Records of labeled points

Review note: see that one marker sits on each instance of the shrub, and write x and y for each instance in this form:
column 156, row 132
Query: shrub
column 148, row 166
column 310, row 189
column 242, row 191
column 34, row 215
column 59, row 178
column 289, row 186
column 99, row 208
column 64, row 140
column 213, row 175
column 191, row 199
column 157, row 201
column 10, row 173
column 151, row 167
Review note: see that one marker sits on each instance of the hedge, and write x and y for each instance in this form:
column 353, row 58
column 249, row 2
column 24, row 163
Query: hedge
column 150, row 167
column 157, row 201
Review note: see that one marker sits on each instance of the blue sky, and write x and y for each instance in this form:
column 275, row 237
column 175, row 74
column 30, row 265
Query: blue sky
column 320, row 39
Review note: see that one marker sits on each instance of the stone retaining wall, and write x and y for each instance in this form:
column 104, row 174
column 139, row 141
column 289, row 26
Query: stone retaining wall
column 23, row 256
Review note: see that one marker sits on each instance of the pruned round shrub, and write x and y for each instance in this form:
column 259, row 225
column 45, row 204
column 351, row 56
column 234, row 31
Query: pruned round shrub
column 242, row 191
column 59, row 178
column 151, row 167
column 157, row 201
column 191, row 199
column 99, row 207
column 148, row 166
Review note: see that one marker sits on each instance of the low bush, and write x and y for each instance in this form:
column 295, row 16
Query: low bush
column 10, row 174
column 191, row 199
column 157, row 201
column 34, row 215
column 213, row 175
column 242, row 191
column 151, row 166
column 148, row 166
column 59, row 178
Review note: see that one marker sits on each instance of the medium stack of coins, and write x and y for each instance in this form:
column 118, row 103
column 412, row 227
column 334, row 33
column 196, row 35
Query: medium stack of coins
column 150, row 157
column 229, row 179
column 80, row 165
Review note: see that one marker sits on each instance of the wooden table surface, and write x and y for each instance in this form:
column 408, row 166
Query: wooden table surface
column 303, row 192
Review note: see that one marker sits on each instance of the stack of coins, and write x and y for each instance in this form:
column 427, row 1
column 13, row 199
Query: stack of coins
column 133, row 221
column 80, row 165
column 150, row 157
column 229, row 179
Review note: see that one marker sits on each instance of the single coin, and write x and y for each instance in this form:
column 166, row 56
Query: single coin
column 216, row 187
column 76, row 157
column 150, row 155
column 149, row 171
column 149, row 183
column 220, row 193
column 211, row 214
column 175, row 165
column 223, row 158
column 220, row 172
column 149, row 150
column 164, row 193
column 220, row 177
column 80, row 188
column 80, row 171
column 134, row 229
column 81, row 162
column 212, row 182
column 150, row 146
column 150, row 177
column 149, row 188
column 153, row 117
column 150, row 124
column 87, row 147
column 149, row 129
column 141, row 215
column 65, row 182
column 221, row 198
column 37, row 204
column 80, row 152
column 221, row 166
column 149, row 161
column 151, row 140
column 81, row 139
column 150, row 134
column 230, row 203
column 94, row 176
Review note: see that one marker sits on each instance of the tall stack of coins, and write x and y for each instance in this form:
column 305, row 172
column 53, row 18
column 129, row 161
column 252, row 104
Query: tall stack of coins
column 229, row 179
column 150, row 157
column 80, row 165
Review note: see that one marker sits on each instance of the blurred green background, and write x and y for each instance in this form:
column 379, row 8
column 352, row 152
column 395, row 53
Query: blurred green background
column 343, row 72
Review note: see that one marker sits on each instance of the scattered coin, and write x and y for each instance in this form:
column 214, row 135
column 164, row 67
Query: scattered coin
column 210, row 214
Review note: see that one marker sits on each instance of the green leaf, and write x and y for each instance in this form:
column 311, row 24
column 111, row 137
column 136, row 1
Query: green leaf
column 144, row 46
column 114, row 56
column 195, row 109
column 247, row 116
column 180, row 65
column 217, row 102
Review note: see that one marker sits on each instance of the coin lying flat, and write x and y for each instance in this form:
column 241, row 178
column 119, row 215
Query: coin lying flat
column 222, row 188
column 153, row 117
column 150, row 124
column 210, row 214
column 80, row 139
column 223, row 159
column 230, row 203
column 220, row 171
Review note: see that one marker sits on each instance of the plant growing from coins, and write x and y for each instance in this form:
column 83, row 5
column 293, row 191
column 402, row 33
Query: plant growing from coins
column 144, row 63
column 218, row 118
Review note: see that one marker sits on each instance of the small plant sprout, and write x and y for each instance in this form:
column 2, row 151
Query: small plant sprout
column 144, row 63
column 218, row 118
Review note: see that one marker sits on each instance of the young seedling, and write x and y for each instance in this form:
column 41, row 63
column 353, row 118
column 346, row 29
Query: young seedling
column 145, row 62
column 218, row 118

◆ EXERCISE AIM ◆
Return the entries above unchanged, reproducing every line of each one in the same order.

◆ IN RESPONSE ◆
Review note: see that one marker sits on each instance of the shrub, and write x and y for each instance in this form:
column 156, row 132
Query: shrub
column 148, row 166
column 310, row 189
column 242, row 191
column 34, row 215
column 59, row 178
column 289, row 186
column 99, row 208
column 64, row 140
column 213, row 175
column 191, row 199
column 157, row 201
column 10, row 173
column 151, row 167
Review note: see that one marker sits on each instance of the hedge, and write x and y for each instance in this form:
column 353, row 58
column 249, row 2
column 24, row 163
Query: hedge
column 150, row 167
column 157, row 201
Review note: see that one marker sits on each instance of the blue sky, and write x and y for each instance in this form:
column 275, row 237
column 175, row 74
column 30, row 265
Query: blue sky
column 320, row 39
Review note: see that one marker sits on each instance of the stone retaining wall, and write x and y for each instance in this form:
column 104, row 174
column 139, row 141
column 289, row 26
Query: stone retaining wall
column 23, row 256
Review note: see that one marker sits on each instance of the pruned round shrub, and write x and y for each instance in this form:
column 259, row 225
column 45, row 204
column 351, row 56
column 234, row 31
Query: pruned round shrub
column 242, row 191
column 59, row 178
column 151, row 167
column 157, row 201
column 191, row 199
column 99, row 207
column 148, row 166
Review note: see that one marker sits on each instance of the low bush, and write x and y for each instance in this form:
column 295, row 16
Query: low bush
column 10, row 174
column 191, row 199
column 157, row 201
column 34, row 215
column 213, row 175
column 242, row 191
column 151, row 166
column 148, row 166
column 59, row 178
Review note: see that one marker sits on each instance of the medium stack of coins, and write x and y for each instance in this form:
column 118, row 103
column 412, row 227
column 334, row 33
column 196, row 35
Query: medium stack of coins
column 150, row 157
column 229, row 179
column 80, row 165
Review note: see that one marker sits on each instance of the wooden table surface, and write x and y for each instance in this form:
column 408, row 166
Query: wooden table surface
column 303, row 192
Review note: see that one marker sits on each instance of the stack of coins, and write x and y for each instance in this form:
column 427, row 1
column 13, row 199
Query: stack of coins
column 133, row 221
column 80, row 165
column 150, row 157
column 229, row 179
Review note: see that one marker sits on each instance of the single coin, and write x and y for each instance in this form:
column 166, row 56
Query: single coin
column 216, row 187
column 76, row 157
column 150, row 155
column 149, row 171
column 149, row 183
column 220, row 193
column 211, row 214
column 175, row 165
column 223, row 158
column 220, row 172
column 149, row 150
column 164, row 193
column 220, row 177
column 80, row 188
column 80, row 171
column 134, row 229
column 81, row 162
column 212, row 182
column 150, row 146
column 150, row 177
column 149, row 188
column 153, row 117
column 150, row 124
column 87, row 147
column 149, row 129
column 141, row 215
column 65, row 182
column 221, row 198
column 37, row 204
column 80, row 152
column 221, row 166
column 149, row 161
column 151, row 140
column 81, row 139
column 150, row 134
column 230, row 203
column 94, row 176
Review note: see that one marker sits on each instance of the tall stack of coins, and write x and y for each instance in this form:
column 305, row 172
column 53, row 18
column 129, row 161
column 252, row 104
Query: tall stack of coins
column 229, row 179
column 150, row 157
column 80, row 165
Review note: see that one marker sits on each instance of the blurred green background, and write x and y for each instance in this form:
column 379, row 8
column 352, row 152
column 395, row 53
Query: blurred green background
column 343, row 72
Review note: see that one marker sits on each instance of the scattered coin, and write x and y for each instance in this form:
column 214, row 135
column 164, row 67
Query: scattered coin
column 210, row 214
Review note: see that one marker sits on each instance of the green leaf, and write x and y for each instance in this form:
column 311, row 24
column 111, row 137
column 136, row 1
Query: green leaf
column 144, row 46
column 114, row 56
column 195, row 109
column 247, row 116
column 180, row 65
column 217, row 102
Review note: see that one marker sits on each instance of the coin lying flat, and write x and y for each instance in this form:
column 241, row 178
column 119, row 215
Query: coin lying flat
column 222, row 188
column 153, row 117
column 150, row 124
column 210, row 214
column 80, row 139
column 223, row 159
column 230, row 203
column 220, row 171
Review note: see that one marker sits on each instance of the plant growing from coins, and write x and y for each instance in this form:
column 83, row 5
column 293, row 191
column 402, row 33
Query: plant growing from coins
column 144, row 63
column 218, row 118
Review note: see that one marker sits on each instance of the small plant sprout, and write x and y for each instance in this form:
column 2, row 151
Query: small plant sprout
column 144, row 63
column 218, row 118
Review note: see that one marker sits on each instance of the young seedling, and write x and y for each instance in this form:
column 41, row 63
column 353, row 118
column 346, row 29
Query: young seedling
column 145, row 62
column 218, row 118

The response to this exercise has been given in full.